(Exercise set)
[A] In the project description, rewrite the paragraph beginning "We used Flower" as a short bulleted list that keeps its main facts.
[B] According to the project description, how were the multiple clients simulated?
[C] Reproduce the part of the project description starting at "Key Features" and ending at "gradients are aggregated.".

(Passage to read)
╔══

Differential Privacy in Federated Learning

Read Paper

This project was done as part of a graduate special topics class (MA 591) in collaboration with Dr. Mansoor Haider and Dr. Olivera Kotevska

Overview

This project examined the integration of Differential Privacy (DP) into a Federated Learning (FL) framework using the MIMIC-IV ICU dataset. The goal was to understand how different privacy budgets affect model performance when training is distributed across heterogeneous clients. We implemented the system in Python using PyTorch and Flower, with Gaussian noise injection and gradient clipping as the primary privacy mechanisms.

Key Features

Federated Setup: Simulated multiple clients by partitioning the dataset along racial groupings to reflect real-world data heterogeneity.
Differential Privacy: Implemented Distributed DP (DDP) with configurable epsilon budgets, injecting calibrated Gaussian noise before gradients are aggregated.
Data Engineering: The MIMIC-IV dataset spans over 100GB of patient records, requiring significant preprocessing via SQL and Power Query.
Evaluation: Measured accuracy and convergence across a range of $\varepsilon$ values to characterize where the privacy-utility tradeoff becomes significant.

Implementation

We used Flower to coordinate the federated training loop and PyTorch for model definition and gradient tracking. Privacy was enforced client-side before any aggregation, simulating a realistic decentralized deployment. Results showed the expected degradation in accuracy under tighter privacy budgets, with the effect more pronounced given the non-IID data distribution across clients.

╚══

(Segmentation mask data)
╔══

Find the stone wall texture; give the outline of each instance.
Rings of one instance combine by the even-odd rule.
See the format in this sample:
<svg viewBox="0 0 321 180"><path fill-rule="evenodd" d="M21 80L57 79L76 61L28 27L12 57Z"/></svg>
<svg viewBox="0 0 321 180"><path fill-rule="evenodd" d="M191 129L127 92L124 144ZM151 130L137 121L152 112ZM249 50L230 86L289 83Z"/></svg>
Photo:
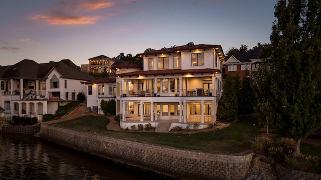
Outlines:
<svg viewBox="0 0 321 180"><path fill-rule="evenodd" d="M241 180L253 154L220 154L125 140L41 124L41 138L180 180Z"/></svg>
<svg viewBox="0 0 321 180"><path fill-rule="evenodd" d="M321 180L321 175L291 170L279 165L276 165L278 180Z"/></svg>

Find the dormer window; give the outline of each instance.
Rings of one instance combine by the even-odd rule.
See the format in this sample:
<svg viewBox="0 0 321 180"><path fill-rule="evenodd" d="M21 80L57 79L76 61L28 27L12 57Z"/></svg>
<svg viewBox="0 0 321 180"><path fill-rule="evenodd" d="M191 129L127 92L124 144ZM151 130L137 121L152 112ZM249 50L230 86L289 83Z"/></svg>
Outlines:
<svg viewBox="0 0 321 180"><path fill-rule="evenodd" d="M204 53L193 53L191 60L192 66L204 66Z"/></svg>

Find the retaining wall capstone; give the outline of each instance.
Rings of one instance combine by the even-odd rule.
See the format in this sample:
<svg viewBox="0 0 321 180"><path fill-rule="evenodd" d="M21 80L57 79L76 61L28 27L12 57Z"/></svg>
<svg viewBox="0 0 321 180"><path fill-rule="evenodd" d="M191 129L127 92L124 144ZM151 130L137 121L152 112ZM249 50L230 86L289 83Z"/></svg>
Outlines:
<svg viewBox="0 0 321 180"><path fill-rule="evenodd" d="M88 154L180 180L241 180L253 153L220 154L141 143L42 124L39 136Z"/></svg>

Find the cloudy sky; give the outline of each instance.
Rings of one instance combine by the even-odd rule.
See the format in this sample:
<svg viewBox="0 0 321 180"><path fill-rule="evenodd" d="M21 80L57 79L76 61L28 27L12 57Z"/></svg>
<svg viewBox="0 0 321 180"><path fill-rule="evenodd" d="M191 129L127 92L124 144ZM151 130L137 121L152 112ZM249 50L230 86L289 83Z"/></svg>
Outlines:
<svg viewBox="0 0 321 180"><path fill-rule="evenodd" d="M269 43L277 0L0 0L0 65Z"/></svg>

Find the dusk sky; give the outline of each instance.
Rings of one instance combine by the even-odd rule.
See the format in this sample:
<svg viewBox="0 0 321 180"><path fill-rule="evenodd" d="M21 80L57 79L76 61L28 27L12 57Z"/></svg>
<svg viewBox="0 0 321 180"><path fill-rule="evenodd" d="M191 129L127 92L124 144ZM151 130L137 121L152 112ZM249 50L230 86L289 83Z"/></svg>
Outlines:
<svg viewBox="0 0 321 180"><path fill-rule="evenodd" d="M277 0L0 0L0 65L269 43Z"/></svg>

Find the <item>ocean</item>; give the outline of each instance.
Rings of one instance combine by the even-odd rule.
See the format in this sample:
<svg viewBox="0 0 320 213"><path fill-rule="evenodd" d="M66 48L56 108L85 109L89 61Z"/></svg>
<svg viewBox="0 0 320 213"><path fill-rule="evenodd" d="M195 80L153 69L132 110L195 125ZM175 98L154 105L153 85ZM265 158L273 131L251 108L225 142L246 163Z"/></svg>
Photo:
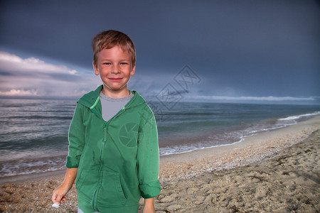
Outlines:
<svg viewBox="0 0 320 213"><path fill-rule="evenodd" d="M160 155L240 143L320 115L320 106L153 102ZM75 100L0 99L0 178L65 168Z"/></svg>

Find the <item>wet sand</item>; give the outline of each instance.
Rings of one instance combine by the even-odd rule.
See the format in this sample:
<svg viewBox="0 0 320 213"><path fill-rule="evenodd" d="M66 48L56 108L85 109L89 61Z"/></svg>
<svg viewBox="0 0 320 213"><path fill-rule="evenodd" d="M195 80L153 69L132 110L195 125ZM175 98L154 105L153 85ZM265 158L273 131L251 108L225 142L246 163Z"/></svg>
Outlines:
<svg viewBox="0 0 320 213"><path fill-rule="evenodd" d="M319 129L316 116L236 144L161 158L156 212L319 212ZM51 207L60 173L6 180L0 212L76 212L74 187Z"/></svg>

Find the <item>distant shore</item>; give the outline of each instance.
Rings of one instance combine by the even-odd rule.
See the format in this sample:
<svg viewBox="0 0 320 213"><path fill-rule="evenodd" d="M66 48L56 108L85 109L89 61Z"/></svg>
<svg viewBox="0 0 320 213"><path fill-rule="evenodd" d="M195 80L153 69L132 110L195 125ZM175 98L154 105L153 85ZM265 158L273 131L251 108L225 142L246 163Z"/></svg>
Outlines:
<svg viewBox="0 0 320 213"><path fill-rule="evenodd" d="M157 212L317 212L319 129L316 116L233 145L161 157ZM59 210L51 207L63 173L4 181L0 212L76 212L74 187Z"/></svg>

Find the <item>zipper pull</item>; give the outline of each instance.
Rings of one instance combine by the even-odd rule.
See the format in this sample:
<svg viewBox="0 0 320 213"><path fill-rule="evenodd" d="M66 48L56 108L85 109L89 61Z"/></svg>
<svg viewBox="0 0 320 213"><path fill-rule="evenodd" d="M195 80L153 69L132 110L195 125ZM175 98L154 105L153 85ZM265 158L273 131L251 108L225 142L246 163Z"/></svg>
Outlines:
<svg viewBox="0 0 320 213"><path fill-rule="evenodd" d="M103 128L103 143L107 141L107 126Z"/></svg>

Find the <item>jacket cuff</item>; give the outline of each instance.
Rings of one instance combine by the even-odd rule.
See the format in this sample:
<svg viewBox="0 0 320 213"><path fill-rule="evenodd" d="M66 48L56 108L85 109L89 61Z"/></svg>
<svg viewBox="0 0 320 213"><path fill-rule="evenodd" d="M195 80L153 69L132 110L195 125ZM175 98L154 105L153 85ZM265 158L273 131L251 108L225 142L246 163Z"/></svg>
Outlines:
<svg viewBox="0 0 320 213"><path fill-rule="evenodd" d="M79 162L80 162L80 159L78 159L78 158L67 156L67 163L65 163L65 166L68 168L78 168Z"/></svg>
<svg viewBox="0 0 320 213"><path fill-rule="evenodd" d="M161 190L159 180L148 184L142 184L139 187L140 188L141 197L145 199L158 196Z"/></svg>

╚══

(Expected outputs)
[A]
- Flower coordinated the federated training loop, and PyTorch handled model definition and gradient tracking.
- Privacy was enforced client-side before any aggregation, simulating a realistic decentralized deployment.
- Accuracy degraded under tighter privacy budgets, and the effect was more pronounced because data across clients was non-IID.

[B] By partitioning the dataset along racial groupings.

[C]
Key Features

Federated Setup: Simulated multiple clients by partitioning the dataset along racial groupings to reflect real-world data heterogeneity.
Differential Privacy: Implemented Distributed DP (DDP) with configurable epsilon budgets, injecting calibrated Gaussian noise before gradients are aggregated.